| TASK 1 |
Translate the sentence "To be extended to loss of profits as soon as break-even is reached." from the insurance terms into Spanish.
| TASK 2 |
Write out the passage of the insurance terms starting at "SUM INSURED: The" and ending at "for extra expenses.".

** Start of SELECTED EXCERPT **

PERIOD: From the earlier of (a) the date upon which the
Insurance under Paragraph 1 of Part A of this
Appendix 1 expires and (b) the Commercial Operations
Date, until the date falling 12 months thereafter, to
be renewed annually prior to its expiry until payment
in full of the Senior Loans,
- 64 -
2. BUSINESS INTERRUPTION
INSURED: The Borrower
CO-INSURED INTERESTS: The Senior Creditors
COVER: As a minimum, debt service, fixed
operating expenses, extra expenses
(incl. contractual liquidated
damages) and increased cost of
working as a direct consequence of
loss of or damage to any part of
the Project and insured under
Paragraph 1 of Part A above
incurred during the indemnity
period.
To be extended to loss of profits
as soon as break-even is reached.
SUM INSURED: The amount determined to provide
the cover for all fixed costs and
debt services for the duration of
the indemnity period, at least US$
2,000,000.
US$ 250,000 for extra expenses.
INDEMNITY PERIOD: 12 months from the occurrence of
loss or damage.
WAITING PERIOD: Not to exceed 7 days (for each and
every claim), except extra expense
US$ 2.500.

** End of SELECTED EXCERPT **
** Start of RECORDS SUPPLIED **

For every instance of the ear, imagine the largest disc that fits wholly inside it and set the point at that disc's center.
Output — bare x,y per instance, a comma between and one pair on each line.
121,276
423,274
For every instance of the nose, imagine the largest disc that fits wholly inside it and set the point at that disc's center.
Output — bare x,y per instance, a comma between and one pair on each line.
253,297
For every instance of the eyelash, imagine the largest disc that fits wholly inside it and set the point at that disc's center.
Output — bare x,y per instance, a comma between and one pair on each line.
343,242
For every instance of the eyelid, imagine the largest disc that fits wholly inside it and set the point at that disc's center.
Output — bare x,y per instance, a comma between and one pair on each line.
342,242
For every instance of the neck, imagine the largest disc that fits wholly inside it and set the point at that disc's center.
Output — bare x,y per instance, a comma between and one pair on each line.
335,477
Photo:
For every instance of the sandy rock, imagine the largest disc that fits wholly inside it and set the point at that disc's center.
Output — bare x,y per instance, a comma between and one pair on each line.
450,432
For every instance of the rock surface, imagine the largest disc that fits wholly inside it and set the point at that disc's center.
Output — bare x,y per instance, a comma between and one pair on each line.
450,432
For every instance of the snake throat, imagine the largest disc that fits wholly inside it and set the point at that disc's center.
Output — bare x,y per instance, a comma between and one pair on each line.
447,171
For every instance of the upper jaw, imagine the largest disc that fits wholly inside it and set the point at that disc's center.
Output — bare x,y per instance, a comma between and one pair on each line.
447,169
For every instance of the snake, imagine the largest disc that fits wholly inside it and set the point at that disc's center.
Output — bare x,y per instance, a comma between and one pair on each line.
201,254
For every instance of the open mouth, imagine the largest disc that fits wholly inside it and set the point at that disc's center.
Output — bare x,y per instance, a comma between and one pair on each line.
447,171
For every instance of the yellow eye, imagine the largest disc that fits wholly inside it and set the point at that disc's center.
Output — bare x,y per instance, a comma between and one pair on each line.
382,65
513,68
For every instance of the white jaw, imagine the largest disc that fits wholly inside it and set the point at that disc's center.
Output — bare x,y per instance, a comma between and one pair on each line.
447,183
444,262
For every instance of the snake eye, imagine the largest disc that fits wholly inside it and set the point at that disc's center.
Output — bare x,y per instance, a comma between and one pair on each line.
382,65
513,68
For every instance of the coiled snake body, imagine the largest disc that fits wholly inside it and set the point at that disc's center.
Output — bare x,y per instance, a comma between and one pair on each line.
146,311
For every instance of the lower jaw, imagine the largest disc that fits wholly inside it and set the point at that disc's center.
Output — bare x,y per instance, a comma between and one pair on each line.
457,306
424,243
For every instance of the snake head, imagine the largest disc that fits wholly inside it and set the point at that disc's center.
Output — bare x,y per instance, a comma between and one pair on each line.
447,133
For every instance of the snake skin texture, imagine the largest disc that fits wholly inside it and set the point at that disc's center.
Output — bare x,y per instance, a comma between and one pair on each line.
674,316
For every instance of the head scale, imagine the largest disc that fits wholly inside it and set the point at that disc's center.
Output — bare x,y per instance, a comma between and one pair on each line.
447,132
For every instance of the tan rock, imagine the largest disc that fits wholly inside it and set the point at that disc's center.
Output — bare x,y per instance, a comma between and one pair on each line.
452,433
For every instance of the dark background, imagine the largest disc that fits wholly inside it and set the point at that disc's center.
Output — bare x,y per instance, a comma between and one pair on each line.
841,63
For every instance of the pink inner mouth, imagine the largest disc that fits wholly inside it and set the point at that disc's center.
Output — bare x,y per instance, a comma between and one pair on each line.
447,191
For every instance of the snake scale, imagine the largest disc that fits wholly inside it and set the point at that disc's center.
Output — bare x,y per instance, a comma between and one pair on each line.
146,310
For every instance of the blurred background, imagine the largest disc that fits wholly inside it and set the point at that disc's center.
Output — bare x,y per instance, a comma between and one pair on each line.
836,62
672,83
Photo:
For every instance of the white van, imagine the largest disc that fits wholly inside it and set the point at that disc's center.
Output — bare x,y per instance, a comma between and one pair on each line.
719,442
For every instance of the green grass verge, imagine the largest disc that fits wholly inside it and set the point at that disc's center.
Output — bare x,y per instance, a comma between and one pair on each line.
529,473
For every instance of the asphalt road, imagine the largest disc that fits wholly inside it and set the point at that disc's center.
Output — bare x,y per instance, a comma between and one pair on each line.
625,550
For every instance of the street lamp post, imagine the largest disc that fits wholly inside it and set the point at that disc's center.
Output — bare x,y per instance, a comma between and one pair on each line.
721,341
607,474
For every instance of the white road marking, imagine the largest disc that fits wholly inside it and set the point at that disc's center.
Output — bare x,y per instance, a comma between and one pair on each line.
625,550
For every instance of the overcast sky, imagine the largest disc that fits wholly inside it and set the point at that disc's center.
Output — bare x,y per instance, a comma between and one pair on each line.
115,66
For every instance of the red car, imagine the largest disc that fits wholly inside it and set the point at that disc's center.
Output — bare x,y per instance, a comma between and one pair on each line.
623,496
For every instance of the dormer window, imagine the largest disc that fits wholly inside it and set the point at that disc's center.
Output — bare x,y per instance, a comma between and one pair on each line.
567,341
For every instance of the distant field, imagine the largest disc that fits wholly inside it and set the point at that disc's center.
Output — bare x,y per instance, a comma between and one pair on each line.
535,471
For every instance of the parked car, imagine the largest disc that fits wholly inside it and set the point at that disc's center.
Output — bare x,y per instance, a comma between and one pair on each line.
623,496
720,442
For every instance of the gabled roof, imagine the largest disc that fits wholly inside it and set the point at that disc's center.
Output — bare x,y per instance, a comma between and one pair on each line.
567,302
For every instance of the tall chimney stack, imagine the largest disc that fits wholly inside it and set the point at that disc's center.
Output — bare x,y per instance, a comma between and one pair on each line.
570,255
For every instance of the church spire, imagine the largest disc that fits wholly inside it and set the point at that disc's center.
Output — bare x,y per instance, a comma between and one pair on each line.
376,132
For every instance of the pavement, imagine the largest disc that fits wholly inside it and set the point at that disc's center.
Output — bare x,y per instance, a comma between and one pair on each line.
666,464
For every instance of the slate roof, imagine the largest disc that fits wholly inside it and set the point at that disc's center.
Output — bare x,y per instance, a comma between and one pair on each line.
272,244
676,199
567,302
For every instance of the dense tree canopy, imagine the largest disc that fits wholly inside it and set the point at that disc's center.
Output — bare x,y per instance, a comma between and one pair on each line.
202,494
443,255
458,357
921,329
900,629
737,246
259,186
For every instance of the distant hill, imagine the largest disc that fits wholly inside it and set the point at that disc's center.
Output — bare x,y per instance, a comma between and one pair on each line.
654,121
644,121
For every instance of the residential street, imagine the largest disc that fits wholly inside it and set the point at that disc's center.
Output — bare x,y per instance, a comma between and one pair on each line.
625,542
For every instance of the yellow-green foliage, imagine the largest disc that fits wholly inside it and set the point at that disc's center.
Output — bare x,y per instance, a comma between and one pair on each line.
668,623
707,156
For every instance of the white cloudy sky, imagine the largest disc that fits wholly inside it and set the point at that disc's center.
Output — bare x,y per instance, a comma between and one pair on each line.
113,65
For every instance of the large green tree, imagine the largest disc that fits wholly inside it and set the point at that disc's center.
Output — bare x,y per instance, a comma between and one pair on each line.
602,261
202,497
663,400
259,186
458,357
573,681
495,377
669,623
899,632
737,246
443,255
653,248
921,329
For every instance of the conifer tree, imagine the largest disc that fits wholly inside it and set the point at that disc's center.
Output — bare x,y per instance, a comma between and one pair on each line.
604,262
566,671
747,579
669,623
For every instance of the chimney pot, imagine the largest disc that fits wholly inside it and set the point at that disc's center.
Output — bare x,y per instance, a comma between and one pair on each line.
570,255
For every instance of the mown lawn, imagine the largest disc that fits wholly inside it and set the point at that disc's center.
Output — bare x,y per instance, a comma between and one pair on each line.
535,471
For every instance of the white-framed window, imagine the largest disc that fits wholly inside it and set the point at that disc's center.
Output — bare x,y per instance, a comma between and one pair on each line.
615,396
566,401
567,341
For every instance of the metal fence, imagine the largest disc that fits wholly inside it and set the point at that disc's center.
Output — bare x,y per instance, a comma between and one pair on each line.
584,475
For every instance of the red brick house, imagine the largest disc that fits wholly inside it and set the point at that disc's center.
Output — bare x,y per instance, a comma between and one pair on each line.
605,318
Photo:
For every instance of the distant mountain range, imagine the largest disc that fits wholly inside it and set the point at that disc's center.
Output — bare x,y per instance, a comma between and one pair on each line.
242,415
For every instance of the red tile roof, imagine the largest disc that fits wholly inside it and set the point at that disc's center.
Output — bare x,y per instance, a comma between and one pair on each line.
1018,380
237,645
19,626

** End of RECORDS SUPPLIED **

| COMPLETE RESPONSE 1 |
Se ampliará a la pérdida de beneficios tan pronto como se alcance el punto de equilibrio.

| COMPLETE RESPONSE 2 |
SUM INSURED: The amount determined to provide
the cover for all fixed costs and
debt services for the duration of
the indemnity period, at least US$
2,000,000.
US$ 250,000 for extra expenses.